Bij de opzet van dit bestemmingsplan is gekozen voor het gebruik van een eindbestemming die de bouw van één woning mogelijk maakt. Op basis van de bepalingen van een eindbestemming kunnen direct omgevingsvergunningen worden afgegeven, indien de aanvraag past binnen de bestemmingsomschrij-ving en de bebouwingsbepalingen. In deze gevallen is sprake van een 'directe bouwtitel'.
Een bestemmingsplan bestaat uit drie delen: de toelichting, de regels en een verbeelding. De verbeelding en de daarin aangewezen bestemmingen en planregels vormen tezamen het juridische plan. De toelichting heeft geen rechtskracht. In de toelichting worden de achtergronden en beweegredenen aangegeven die hebben geleid tot de bestemmingen. De regels omvatten de omschrijvingen van de in het plan vervatte bestemmingen, waarbij per bestemming het doel wordt aangegeven.
In deze paragraaf wordt ingegaan op de juridische opbouw van het plan. Aan de orde komen onder meer de opbouw van de regels, de relatie tussen regels en verbeelding en de beschrijving van de in de regels vastgelegde bestemmingen.
De verbeelding van het analoge bestemmingsplan bestaat uit één blad. Met behulp van kleuren, letteraanduidingen en/of arceringen zijn de verschillende gebieds- en functionele bestemmingen weergegeven. De bestemmingsbegren-zingen volgen zoveel mogelijk kadastrale en/of topografische grenzen. Bij de opzet van de verbeelding is aangesloten bij de Standaard Vergelijkbare BestemmingsPlannen (SVBP2012).
De regels bevatten de juridische regeling voor het gebruik van de gronden, bepalingen over de toegelaten bebouwing en een regeling over het gebruik van bebouwing. De regels, die zijn onderverdeeld in artikelen, worden hierna (indien nodig) toegelicht. Bij de opzet van de regels is aangesloten bij de SVBP2012 en de bepalingen van het Besluit ruimtelijke ordening. De artikelen bevatten bepalingen over de specifieke bestemmingen in het plan. De opbouw van deze artikelen is steeds gelijk, conform de eisen van de SVBP2012.

______

**TE NEMEN STAPPEN**.
**1)** Vertaal deze zin uit de tekst over het bestemmingsplan in het Engels: "Een bestemmingsplan bestaat uit drie delen: de toelichting, de regels en een verbeelding."
**2)** Uit hoeveel bladen bestaat de verbeelding van het analoge bestemmingsplan volgens de tekst over het bestemmingsplan?
**3)** Pak de tekst over het bestemmingsplan alstublieft op na de laatste zin en schrijf hem verder.
De gegevens staan los van de tekst over het bestemmingsplan.

______

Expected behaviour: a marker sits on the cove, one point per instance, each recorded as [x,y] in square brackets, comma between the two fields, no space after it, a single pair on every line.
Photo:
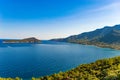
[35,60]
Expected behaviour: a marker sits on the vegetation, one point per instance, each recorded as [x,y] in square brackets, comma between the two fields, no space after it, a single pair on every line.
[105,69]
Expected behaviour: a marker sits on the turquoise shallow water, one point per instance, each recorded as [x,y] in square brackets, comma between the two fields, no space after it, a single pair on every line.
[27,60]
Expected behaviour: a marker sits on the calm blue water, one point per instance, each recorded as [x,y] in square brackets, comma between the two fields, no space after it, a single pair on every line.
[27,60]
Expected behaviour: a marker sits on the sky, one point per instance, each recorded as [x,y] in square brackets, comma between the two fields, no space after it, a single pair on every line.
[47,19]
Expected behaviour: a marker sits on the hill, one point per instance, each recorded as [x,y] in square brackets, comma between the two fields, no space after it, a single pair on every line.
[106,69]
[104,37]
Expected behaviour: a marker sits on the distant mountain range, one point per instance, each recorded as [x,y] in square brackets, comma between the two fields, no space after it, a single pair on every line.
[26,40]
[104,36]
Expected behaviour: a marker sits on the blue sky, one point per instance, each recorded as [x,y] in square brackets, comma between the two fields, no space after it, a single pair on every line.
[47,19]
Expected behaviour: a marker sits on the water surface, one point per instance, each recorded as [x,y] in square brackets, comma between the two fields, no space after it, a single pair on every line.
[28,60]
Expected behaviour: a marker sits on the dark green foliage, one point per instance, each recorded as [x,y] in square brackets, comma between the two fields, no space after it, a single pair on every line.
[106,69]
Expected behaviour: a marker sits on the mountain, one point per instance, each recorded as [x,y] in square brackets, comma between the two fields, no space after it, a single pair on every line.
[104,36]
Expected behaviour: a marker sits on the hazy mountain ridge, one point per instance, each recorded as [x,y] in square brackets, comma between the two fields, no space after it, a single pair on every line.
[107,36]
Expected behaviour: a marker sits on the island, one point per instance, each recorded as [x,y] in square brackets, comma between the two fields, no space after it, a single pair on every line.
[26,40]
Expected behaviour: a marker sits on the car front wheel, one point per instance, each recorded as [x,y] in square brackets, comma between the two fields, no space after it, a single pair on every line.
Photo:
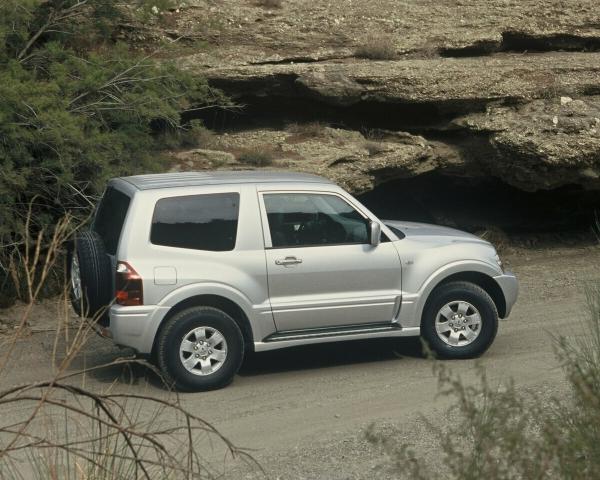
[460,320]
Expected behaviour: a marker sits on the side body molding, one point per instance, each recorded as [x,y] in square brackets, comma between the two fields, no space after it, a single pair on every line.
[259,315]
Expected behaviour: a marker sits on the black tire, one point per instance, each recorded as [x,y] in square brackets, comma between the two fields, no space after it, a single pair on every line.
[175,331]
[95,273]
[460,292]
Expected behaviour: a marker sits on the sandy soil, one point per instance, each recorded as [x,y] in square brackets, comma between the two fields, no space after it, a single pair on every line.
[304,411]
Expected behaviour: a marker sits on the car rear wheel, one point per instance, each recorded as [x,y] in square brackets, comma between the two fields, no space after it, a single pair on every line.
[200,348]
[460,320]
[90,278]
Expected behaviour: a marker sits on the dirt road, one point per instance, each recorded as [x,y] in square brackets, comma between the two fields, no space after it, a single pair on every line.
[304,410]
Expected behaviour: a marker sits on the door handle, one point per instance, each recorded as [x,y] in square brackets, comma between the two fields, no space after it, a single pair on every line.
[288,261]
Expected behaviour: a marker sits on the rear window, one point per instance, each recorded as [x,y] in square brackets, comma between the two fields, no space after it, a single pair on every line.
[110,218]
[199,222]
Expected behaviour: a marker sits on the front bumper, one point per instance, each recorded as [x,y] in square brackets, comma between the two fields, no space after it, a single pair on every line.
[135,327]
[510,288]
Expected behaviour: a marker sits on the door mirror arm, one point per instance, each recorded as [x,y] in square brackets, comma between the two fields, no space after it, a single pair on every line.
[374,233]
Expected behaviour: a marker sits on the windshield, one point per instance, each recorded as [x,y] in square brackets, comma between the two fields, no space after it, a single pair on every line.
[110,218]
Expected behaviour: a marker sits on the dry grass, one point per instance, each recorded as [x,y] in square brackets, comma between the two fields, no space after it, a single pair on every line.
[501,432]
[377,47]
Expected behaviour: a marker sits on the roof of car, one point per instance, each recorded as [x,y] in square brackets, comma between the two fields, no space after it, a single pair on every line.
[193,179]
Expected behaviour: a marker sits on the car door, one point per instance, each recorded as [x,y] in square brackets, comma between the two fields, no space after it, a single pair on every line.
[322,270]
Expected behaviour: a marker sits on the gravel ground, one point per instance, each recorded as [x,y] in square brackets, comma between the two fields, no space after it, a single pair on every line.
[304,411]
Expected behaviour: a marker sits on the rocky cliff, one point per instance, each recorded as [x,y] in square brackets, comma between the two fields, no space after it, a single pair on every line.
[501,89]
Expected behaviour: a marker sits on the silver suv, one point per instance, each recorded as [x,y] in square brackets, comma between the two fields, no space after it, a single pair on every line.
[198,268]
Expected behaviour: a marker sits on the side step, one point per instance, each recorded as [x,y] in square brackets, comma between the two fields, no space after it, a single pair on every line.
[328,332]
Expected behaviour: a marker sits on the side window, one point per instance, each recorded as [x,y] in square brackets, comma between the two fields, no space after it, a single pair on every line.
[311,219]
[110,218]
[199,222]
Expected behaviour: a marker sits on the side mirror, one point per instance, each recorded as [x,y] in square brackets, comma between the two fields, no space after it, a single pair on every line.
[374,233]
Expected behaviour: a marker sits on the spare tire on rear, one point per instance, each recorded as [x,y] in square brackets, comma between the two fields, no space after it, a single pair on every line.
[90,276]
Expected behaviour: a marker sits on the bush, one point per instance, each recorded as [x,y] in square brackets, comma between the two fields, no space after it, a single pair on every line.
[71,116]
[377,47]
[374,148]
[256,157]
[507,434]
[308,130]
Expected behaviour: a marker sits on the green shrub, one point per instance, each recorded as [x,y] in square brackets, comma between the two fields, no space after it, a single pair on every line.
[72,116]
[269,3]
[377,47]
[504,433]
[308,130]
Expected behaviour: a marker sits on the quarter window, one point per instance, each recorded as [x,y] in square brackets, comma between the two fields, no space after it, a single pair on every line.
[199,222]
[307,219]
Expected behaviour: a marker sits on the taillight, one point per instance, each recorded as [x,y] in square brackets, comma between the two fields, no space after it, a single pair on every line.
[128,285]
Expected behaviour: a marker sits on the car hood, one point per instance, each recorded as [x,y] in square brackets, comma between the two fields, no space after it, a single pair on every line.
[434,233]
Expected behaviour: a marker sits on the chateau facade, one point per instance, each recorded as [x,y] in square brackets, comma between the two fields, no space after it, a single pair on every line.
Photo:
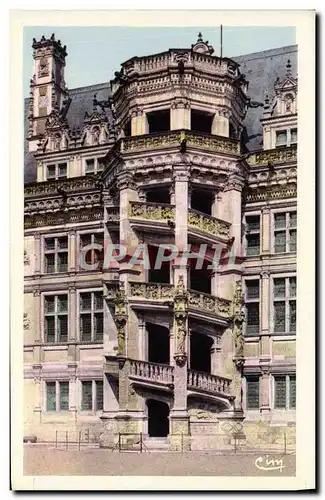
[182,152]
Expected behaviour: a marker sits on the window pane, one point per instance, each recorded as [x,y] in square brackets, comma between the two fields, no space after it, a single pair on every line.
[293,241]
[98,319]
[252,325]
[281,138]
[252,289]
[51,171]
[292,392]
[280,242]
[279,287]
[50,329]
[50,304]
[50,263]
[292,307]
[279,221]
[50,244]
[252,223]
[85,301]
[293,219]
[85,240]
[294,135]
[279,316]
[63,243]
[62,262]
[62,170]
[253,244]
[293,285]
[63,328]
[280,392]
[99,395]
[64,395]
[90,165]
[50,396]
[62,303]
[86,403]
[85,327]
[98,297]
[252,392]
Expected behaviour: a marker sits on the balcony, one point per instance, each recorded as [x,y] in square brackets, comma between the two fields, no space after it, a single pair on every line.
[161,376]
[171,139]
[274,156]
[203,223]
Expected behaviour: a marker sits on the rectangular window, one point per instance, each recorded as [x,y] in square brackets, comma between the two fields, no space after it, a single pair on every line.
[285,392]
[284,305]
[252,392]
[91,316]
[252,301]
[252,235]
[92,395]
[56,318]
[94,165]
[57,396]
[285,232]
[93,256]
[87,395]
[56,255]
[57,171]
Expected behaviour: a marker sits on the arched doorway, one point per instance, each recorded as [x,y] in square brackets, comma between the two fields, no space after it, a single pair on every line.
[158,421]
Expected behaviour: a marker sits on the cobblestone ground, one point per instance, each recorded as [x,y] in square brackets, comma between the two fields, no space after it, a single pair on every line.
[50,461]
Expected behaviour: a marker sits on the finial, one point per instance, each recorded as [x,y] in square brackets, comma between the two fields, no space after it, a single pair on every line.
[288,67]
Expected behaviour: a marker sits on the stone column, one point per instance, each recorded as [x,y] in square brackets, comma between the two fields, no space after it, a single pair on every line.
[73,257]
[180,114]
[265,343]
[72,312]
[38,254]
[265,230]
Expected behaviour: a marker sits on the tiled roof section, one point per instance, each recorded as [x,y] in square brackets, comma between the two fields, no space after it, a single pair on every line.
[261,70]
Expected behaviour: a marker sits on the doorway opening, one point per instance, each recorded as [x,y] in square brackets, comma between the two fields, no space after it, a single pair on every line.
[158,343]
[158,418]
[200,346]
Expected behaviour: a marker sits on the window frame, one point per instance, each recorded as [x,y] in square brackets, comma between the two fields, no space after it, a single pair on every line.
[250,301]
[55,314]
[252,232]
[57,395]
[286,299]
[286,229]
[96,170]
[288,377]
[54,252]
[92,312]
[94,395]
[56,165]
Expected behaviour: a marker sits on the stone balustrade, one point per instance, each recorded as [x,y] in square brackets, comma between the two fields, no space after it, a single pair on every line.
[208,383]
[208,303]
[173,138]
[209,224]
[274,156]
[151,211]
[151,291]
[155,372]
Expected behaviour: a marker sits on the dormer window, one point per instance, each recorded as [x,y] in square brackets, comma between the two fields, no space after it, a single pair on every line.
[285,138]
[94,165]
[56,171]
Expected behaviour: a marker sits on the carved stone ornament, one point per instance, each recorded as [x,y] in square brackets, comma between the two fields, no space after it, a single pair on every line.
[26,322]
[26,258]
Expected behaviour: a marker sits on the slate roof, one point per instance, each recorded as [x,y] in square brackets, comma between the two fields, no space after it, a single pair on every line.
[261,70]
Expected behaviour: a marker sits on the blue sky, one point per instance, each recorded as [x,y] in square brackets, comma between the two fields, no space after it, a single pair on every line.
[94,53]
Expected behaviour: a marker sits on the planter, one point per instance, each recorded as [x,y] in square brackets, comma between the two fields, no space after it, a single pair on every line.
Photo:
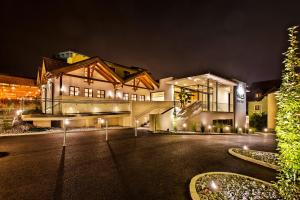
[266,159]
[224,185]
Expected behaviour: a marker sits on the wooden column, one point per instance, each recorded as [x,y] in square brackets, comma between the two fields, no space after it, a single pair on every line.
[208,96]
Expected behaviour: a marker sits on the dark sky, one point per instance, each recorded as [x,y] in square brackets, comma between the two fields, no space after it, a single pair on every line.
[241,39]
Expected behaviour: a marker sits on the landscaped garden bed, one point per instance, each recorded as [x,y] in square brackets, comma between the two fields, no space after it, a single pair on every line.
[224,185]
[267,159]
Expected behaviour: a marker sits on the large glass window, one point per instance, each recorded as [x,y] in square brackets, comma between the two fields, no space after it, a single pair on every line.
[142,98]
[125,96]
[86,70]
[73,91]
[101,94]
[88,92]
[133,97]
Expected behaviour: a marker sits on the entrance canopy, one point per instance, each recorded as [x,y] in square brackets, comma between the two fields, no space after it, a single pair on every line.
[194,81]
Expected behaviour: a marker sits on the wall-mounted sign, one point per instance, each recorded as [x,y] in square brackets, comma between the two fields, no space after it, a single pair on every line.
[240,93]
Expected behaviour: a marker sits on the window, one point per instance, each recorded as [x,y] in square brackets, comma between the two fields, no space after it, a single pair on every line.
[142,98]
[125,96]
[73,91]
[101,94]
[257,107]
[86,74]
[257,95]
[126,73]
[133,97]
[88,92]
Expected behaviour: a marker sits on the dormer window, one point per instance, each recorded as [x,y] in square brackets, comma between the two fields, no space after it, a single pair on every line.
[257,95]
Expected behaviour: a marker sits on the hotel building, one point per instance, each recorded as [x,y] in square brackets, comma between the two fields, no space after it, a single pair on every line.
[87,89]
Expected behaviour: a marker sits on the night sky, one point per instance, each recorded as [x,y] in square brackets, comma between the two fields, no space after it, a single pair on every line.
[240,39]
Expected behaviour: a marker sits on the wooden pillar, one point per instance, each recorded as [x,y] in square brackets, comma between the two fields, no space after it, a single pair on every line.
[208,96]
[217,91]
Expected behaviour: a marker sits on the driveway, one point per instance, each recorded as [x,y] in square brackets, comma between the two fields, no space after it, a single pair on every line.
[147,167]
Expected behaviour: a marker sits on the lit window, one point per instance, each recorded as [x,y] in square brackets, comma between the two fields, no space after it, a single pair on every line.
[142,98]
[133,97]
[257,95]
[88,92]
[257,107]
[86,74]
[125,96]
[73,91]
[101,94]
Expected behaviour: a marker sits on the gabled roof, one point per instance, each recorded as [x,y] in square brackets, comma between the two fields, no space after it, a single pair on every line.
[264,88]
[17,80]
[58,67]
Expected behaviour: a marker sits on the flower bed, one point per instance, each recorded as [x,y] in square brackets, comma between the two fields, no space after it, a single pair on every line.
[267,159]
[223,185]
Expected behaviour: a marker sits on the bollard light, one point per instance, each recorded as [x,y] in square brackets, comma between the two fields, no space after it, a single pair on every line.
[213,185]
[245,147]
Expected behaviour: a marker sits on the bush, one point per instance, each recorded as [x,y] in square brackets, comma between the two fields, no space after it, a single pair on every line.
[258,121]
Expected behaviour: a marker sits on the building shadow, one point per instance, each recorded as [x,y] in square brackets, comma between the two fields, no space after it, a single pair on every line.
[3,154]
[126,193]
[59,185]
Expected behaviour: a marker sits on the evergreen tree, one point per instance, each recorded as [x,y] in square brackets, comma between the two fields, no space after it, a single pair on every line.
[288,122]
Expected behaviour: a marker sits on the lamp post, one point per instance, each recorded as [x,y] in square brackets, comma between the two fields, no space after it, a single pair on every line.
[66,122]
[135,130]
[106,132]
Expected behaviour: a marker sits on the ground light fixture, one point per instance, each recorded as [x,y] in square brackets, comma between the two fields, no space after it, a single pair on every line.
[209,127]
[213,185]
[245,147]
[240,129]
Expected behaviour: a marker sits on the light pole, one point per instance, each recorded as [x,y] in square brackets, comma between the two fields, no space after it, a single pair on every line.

______

**DE ANTWOORDEN**.
**1)** A zoning plan consists of three parts: the explanatory notes, the rules and a plan map.

**2)** Uit één blad.

**3)**
Indeling hoofdstukken
De regels van het voorliggende bestemmingsplan zijn onderverdeeld in vier hoofdstukken. Deze hoofdstukken zijn:
In de Inleidende regels worden de gebruikte begrippen beschreven (Artikel 1). Daarnaast worden regels gesteld ten aanzien van de wijze waarop gemeten moet worden (Artikel 2).
Artikel 1 en 2 Begrippen en wijze van meten
Voor de begripsomschrijvingen en wijze van meten is aangesloten bij de SVBP2012 en de begrippen en wijze van meten uit het bestemmingsplan 'Utrechtseweg'.
De Bestemmingsregels kennen de volgende standaardopbouw:
Opgemerkt wordt dat een bestemmingsregel niet alle elementen hoeft te bevatten, dit verschilt per bestemming.
De Bestemmingsregels van dit bestemmingsplan bevatten de volgende bestemmingen: Tuin (artikel 3), Wonen - 4 (artikel 4), Waarde - Cultuurhistorie - Villapark (artikel 5), Waarde - Geomorfologie (artikel 6) en Waarde - Natuur en landschap (artikel 7). Deze worden hierna toegelicht.
Deze bestemming is toegekend aan de gronden die voor de voorgevel van de nieuwe woning liggen, oftewel de voortuin, alsook een in- en uitrit en maximaal 2 parkeerplaatsen. In de voortuin mogen erkers worden gerealiseerd aan de voorgevel van het bijbehorende hoofdgebouw. Deze regeling geldt ook voor alle andere percelen met de bestemming 'Tuin' langs de Utrechtseweg. De maatvoering is dan ook zoals gebruikelijk is in dit gebied. Voorts zijn op deze gronden uitsluitend bouwwerken, geen gebouwen zijnde toegestaan met een bouwhoogte van maximaal 1 meter.
Deze bestemming is gegeven aan de gronden waarop de nieuwe woning wordt gebouwd, alsmede die gronden die 1 meter achter de voorgevelrooilijn liggen. Deze bestemming maakt één vrijstaande woning mogelijk met daarbij behorende voorzieningen. Bij dit laatste moet bijvoorbeeld worden gedacht aan achter- en zijtuinen en het (gedeeltelijk) verharden daarvan ten behoeve van toegangspaden, in en uitritten en bouwwerken, etc. Op de verbeelding is een bouwvlak aangegeven van 14,5 meter diep en 7 meter breed waarbinnen het hoofdgebouw moet worden gebouwd. Het bouwvlak mag volledig worden bebouwd (102 m²). De maximale goot- en bouwhoogte van het hoofdgebouw is eveneens op de verbeelding aangegeven.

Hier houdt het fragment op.